[Input for this task]
────────────────────────────────────────
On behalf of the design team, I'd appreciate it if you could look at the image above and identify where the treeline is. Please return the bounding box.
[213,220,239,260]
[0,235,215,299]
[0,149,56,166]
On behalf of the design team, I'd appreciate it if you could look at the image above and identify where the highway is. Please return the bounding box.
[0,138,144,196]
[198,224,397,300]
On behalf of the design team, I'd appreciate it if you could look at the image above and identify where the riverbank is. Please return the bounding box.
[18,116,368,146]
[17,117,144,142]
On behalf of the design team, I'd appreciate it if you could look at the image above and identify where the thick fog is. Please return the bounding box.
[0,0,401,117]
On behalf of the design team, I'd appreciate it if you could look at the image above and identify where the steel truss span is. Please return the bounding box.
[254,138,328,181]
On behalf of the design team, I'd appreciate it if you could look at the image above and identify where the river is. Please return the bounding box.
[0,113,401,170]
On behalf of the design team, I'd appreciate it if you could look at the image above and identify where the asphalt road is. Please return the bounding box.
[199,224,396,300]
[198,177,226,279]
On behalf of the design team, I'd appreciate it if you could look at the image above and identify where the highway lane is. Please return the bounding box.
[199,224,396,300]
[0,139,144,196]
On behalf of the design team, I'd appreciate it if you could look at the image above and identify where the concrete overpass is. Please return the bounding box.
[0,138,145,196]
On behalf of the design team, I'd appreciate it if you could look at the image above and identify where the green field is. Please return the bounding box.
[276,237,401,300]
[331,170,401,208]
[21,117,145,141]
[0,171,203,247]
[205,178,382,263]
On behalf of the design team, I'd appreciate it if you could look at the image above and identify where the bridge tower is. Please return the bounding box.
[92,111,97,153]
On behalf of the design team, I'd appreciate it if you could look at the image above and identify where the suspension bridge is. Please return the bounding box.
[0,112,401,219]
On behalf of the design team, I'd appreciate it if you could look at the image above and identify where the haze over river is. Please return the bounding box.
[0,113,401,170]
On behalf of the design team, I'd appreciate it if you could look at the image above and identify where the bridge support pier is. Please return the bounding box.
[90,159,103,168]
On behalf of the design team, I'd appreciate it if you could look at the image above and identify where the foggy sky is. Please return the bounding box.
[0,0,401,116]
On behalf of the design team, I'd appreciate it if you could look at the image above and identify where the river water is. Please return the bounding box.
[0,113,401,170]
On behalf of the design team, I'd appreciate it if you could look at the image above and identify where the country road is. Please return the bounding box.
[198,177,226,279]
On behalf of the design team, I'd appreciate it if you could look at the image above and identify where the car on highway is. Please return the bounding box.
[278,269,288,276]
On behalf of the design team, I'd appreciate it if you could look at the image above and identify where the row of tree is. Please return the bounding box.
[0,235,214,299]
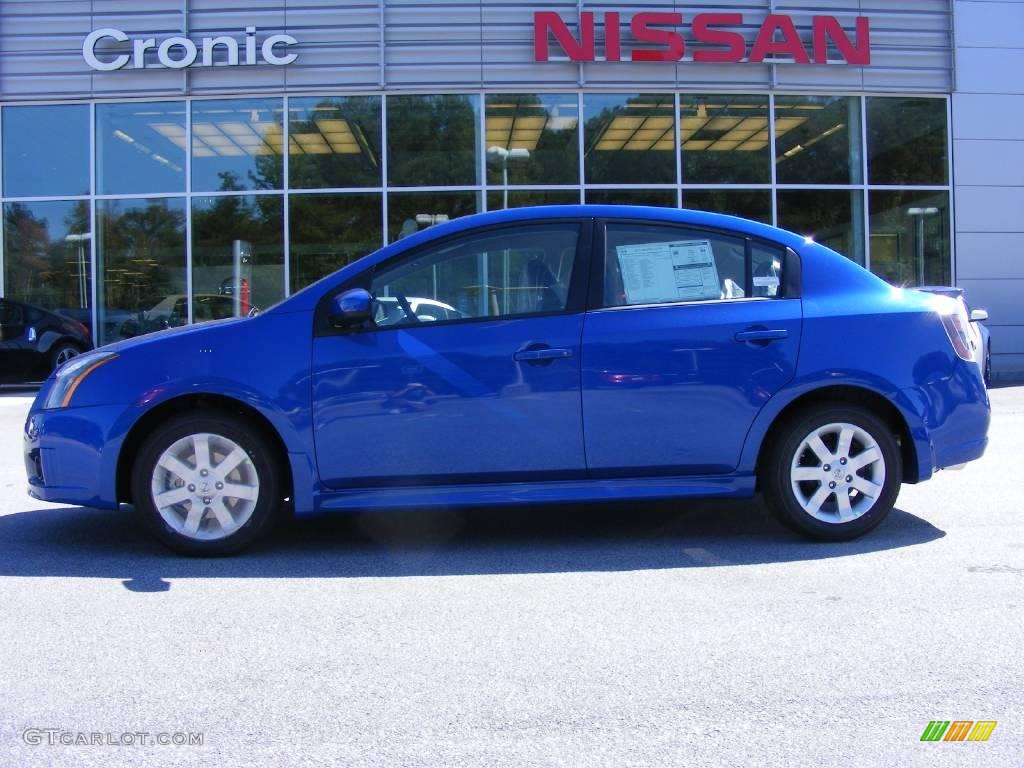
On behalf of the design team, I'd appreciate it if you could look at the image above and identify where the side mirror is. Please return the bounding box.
[331,288,374,328]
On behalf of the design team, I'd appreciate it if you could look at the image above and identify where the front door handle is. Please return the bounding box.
[512,344,572,365]
[732,328,790,344]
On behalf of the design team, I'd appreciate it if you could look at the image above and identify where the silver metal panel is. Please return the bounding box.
────────────────────────────────────────
[Task] Switch every "design team" in the material to "product team", keeping everything else the same, and leave the pictures out.

[Correct output]
On behalf of the product team, I'd appreciate it if you could look at the image above and identify where the treeline is. Please return the bounding box.
[213,220,239,260]
[0,235,215,299]
[0,149,56,166]
On behalf of the product team, I'd appreciate it if you could look at the image above and identify where the highway is. Please return the bounding box.
[0,138,144,196]
[198,224,397,300]
On behalf of the product team, I'd appreciate it if you could look at the image above and identify where the riverbank is. Please return the bounding box.
[18,116,368,146]
[17,117,144,142]
On behalf of the product team, I'd appreciate it if you could look at the image above and identify where the thick fog is. Please return the bounding box.
[0,0,401,117]
On behalf of the product team, I'd appreciate it if you could look at the image above and identify where the steel truss span is. Please return the bounding box.
[254,138,328,181]
On behalf of the product team, I'd appreciate it if you could look at the image above and identify where the river is. Please return the bounding box.
[0,113,401,170]
On behalf of the product team, I'd appreciate it if you could look at the image above and identify where the asphalt road is. Please return the bounding box.
[199,224,396,300]
[198,177,226,279]
On behalf of the product team, I'd appreciate it if you could look at the image above and identify where the highway lane is. Please return the bounding box.
[199,224,396,300]
[0,139,144,196]
On behalf of the product team, I'd appreciate it if you could look at the image above and identify where the concrete overpass is. Please return the bounding box.
[0,138,145,196]
On behalf of the product team, I'd appreciate it if you could look at the image above and identify where the green field is. Please return the bounding box.
[276,237,401,300]
[331,170,401,208]
[21,117,145,141]
[0,171,203,247]
[205,178,382,263]
On behalf of the product team, I'd appreciate it if you could look at the image above and identify where the bridge tower is. Please return the bounding box.
[92,111,97,153]
On behalf of the product team, I'd appreciate it if you could look at the image above and identify where the suspension bridge is. Please return the bounding box.
[0,112,401,219]
On behalf of the product team, I'd appreciate it if you could look at the image above and identify where the haze over river is. Please return the bounding box.
[0,113,401,170]
On behalf of the product team, I'd appreciate it if you could look at the image above and identify where the bridge support pier is. Please return the bounding box.
[90,159,103,168]
On behalf of the product team, I'd appreciate it if you could look at the image above and identify where the foggy sky is. Please return the bounding box.
[0,0,401,116]
On behalf of the product team, I'd appreciate it if you could look at the image above and identify where the river water is. Please return the bounding box.
[0,113,401,170]
On behalf of the product team, I'd appreciate it if you could look at the image above and identify where the country road is. Please return the bounding box.
[198,177,226,279]
On behalf of the product team, I'd appreciate it if you could look at the image above and identify where the car on highway is. Please return the bounding box.
[278,269,288,276]
On behalf of the product team, I'd appreciate it if you could look at the image above and identify where the row of tree is. Please return the bounding box.
[0,235,214,299]
On behalf of the product team, I'd appreciate it if you could look at the image above and identify where the side mirror is. Please return the bounding box.
[331,288,374,328]
On behalf of the product team, I'd appreciate it if you could look at the image above and identify where the front door handle is. Please return the bounding box.
[512,344,572,365]
[732,328,790,344]
On behalf of the product team, I'd appreciate it if you could look at the image above and identify where the silver metal panel is. Please return the bounding box.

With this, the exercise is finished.